▶ _Your task_: Can you copy the lines from the one that contains "instance of the sky" through the end of the material below, exactly and with nothing else?

Coordinate labeling data:

==========

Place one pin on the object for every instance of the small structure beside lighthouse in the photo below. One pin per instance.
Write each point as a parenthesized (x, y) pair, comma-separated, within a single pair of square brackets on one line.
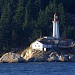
[(51, 42), (56, 27)]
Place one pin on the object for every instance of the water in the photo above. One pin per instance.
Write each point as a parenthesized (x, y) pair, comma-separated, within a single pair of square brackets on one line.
[(43, 68)]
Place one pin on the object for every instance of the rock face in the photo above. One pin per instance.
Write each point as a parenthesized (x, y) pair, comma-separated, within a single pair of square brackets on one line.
[(11, 57), (45, 56), (34, 55)]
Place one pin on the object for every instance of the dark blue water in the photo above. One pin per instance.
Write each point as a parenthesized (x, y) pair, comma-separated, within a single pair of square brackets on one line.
[(43, 68)]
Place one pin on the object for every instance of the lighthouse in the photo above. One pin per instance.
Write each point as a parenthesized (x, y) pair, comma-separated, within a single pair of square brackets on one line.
[(56, 27)]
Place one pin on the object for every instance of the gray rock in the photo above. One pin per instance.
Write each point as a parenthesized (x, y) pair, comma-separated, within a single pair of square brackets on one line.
[(11, 57)]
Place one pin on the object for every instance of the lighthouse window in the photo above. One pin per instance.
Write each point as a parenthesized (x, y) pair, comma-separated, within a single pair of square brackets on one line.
[(38, 45)]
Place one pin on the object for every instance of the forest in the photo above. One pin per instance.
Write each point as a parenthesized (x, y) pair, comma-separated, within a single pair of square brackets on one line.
[(23, 21)]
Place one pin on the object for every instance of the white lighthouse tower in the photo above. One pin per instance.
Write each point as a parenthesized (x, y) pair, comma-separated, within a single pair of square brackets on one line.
[(56, 27)]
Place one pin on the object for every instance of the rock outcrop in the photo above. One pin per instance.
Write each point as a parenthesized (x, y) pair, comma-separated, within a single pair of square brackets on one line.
[(11, 57), (45, 56)]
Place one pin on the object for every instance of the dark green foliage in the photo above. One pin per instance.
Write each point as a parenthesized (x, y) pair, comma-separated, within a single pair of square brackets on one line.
[(23, 21)]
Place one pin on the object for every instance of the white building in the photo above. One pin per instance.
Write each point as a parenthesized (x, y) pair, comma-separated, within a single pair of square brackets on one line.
[(48, 42), (44, 44), (56, 26)]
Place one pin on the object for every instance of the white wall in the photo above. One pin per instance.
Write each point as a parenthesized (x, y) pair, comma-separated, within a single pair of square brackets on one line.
[(37, 45)]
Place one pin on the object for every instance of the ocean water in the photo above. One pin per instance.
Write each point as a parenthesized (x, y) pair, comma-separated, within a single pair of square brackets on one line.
[(38, 68)]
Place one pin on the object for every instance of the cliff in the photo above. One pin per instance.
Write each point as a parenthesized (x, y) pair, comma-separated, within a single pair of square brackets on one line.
[(45, 56)]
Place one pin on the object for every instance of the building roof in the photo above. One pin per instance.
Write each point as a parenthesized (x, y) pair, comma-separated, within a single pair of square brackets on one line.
[(47, 40)]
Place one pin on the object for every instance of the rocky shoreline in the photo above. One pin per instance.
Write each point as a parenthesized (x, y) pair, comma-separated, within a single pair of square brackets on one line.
[(30, 55)]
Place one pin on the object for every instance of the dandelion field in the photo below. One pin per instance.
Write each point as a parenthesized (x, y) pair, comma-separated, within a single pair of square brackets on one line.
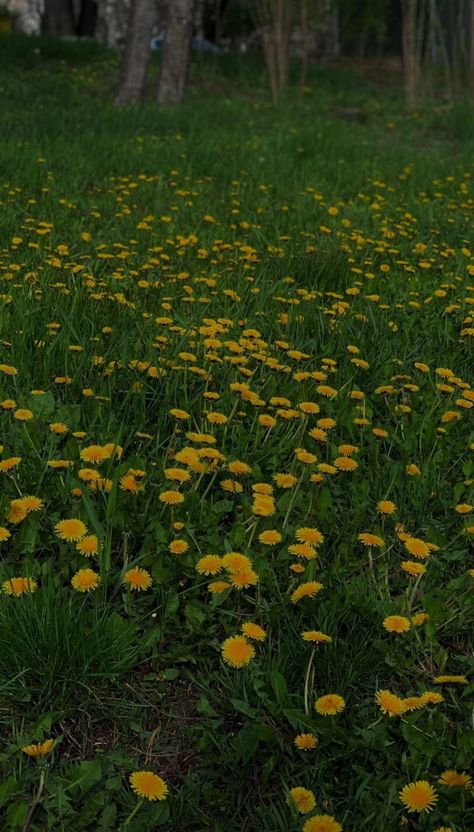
[(236, 455)]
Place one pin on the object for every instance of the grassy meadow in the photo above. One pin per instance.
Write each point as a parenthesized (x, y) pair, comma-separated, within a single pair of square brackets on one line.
[(236, 453)]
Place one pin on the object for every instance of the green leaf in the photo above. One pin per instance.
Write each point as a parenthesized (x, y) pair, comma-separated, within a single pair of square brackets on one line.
[(279, 685), (243, 707), (8, 787), (86, 775), (16, 814)]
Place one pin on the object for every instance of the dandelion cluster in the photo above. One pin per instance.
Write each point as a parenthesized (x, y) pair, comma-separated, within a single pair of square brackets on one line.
[(251, 439)]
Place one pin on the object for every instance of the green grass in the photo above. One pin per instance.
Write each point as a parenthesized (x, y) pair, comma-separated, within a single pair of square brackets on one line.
[(215, 215)]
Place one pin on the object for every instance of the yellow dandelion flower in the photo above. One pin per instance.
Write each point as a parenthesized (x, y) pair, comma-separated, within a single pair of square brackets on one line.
[(413, 568), (263, 505), (147, 784), (305, 742), (237, 651), (88, 546), (218, 586), (419, 618), (369, 539), (19, 586), (322, 823), (243, 579), (389, 703), (171, 498), (178, 547), (419, 796), (137, 578), (85, 580), (316, 636), (209, 565), (38, 749), (270, 538), (8, 464), (253, 631), (309, 535), (345, 463), (23, 415), (330, 704), (396, 624), (303, 799), (4, 534), (70, 530), (285, 480), (95, 454), (386, 507), (416, 547)]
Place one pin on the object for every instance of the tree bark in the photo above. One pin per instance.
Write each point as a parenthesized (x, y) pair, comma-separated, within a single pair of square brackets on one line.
[(471, 51), (409, 51), (58, 17), (137, 51), (176, 52), (87, 19)]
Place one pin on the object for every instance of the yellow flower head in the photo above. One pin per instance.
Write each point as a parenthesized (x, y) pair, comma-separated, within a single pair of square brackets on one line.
[(85, 580), (396, 624), (330, 704), (147, 784), (71, 530), (253, 631), (322, 823), (303, 799), (19, 586), (38, 749), (237, 651), (137, 578), (305, 742), (270, 538), (389, 703), (419, 796)]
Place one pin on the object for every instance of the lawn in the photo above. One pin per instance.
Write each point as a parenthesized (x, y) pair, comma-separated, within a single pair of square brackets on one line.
[(236, 452)]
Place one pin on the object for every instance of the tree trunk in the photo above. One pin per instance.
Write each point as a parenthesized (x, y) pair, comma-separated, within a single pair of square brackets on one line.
[(304, 23), (87, 19), (409, 51), (137, 51), (471, 51), (176, 52), (58, 17)]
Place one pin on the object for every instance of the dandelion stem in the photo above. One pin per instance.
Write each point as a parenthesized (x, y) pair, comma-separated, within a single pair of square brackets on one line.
[(132, 814), (307, 683), (36, 800), (30, 442), (292, 500), (413, 594)]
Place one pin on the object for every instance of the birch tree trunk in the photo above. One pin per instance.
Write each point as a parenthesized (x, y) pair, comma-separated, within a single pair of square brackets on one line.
[(409, 9), (58, 17), (176, 52), (137, 51), (471, 51)]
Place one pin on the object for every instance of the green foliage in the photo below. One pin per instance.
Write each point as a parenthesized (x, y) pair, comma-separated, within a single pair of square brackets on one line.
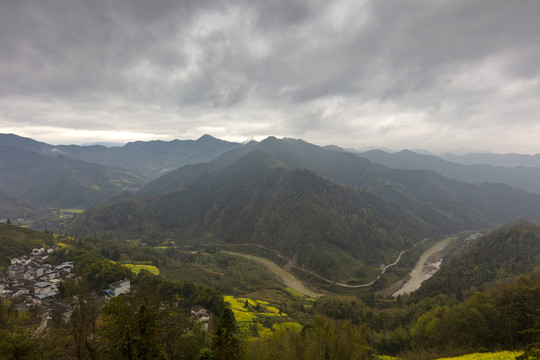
[(497, 256), (258, 201), (321, 339), (226, 345), (15, 241), (60, 181)]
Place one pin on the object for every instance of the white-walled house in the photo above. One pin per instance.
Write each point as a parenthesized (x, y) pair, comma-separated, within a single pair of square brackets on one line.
[(119, 287), (42, 288)]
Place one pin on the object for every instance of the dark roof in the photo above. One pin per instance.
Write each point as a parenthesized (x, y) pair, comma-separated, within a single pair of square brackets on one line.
[(46, 295)]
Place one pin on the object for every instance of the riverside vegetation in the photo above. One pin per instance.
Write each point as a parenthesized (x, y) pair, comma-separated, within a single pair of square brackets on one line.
[(328, 213), (265, 324)]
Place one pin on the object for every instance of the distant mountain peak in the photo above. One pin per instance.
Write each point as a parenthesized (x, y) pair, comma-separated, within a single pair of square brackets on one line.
[(207, 137)]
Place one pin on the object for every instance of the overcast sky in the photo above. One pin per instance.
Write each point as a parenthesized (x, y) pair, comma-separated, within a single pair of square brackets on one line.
[(398, 74)]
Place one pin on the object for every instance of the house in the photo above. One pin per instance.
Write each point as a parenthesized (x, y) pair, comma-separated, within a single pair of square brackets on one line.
[(42, 287), (52, 274), (21, 292), (6, 293), (119, 287), (49, 295), (66, 267), (16, 271)]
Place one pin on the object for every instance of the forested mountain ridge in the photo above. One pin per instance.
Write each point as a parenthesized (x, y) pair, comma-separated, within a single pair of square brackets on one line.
[(150, 159), (509, 251), (60, 181), (258, 200), (525, 178), (15, 241), (449, 205)]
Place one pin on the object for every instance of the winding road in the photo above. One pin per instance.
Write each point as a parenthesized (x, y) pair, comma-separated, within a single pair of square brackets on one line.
[(272, 268)]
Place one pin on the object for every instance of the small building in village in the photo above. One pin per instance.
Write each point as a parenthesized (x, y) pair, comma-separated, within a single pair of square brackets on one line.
[(42, 287), (119, 287)]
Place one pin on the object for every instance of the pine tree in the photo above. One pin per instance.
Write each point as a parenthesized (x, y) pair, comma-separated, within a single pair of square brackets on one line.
[(226, 345)]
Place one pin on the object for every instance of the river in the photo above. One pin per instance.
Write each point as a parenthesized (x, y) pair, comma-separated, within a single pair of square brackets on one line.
[(288, 279), (424, 268)]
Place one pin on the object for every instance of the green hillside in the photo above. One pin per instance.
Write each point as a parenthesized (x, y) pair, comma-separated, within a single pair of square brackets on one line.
[(328, 228), (150, 159), (60, 181), (17, 241), (500, 255), (449, 205)]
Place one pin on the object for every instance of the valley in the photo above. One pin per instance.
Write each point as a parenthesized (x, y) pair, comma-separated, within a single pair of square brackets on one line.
[(424, 269), (295, 239)]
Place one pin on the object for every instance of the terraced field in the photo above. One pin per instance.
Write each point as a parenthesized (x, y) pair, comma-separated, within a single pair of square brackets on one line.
[(258, 318)]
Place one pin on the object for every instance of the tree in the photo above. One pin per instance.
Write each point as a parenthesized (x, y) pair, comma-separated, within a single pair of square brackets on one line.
[(226, 345)]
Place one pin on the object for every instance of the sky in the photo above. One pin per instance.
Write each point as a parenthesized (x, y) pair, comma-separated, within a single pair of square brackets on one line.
[(436, 75)]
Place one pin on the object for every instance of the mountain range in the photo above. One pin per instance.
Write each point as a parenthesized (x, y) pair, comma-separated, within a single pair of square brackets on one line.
[(334, 212), (519, 176)]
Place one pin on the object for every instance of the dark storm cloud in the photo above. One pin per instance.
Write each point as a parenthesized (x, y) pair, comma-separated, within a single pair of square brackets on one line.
[(408, 70)]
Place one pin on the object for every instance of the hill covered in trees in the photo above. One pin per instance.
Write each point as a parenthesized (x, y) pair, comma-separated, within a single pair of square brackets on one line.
[(446, 204), (60, 181), (149, 159), (502, 254), (328, 228), (16, 241)]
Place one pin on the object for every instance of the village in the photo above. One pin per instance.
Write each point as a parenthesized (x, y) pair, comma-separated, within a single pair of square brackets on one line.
[(34, 284)]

==========

▶ _Answer to this exercise_:
Place one pin on the object for every instance of the sky in the photo above. One pin per instance.
Write each point as a parenthesized (x, y) pair, comma-separated, within a single pair of square brackets on one line.
[(436, 75)]
Place one pin on the object for every instance of the mountain range in the photo above. One pin per instance.
Write each point as a parenthesized (x, y) pair, comma-separated, within a single pair of square brackets on one line.
[(334, 212), (519, 176)]
Place one pin on the object for every instance of the dark storm cloud in the photo above. One pin per instance.
Write each point as a parenthesized (x, y) pair, comma-separated, within a single pair of square brackets on one line.
[(408, 70)]
Place one pin on the object for every instance of the hill covered in trees in the photo above. One pin per instance.
Write each point as a parenthesized (x, y) pair, comma-separated, within a single pair of square brackets on one line.
[(446, 204), (60, 181), (149, 159), (502, 254), (328, 228), (16, 241)]
Place one pin on the object for every instance of the village in the photo above. One pin per instance.
Write each point as a parenthesized (x, y) pair, comma-separated, within a single pair of square brackets on one line.
[(34, 284)]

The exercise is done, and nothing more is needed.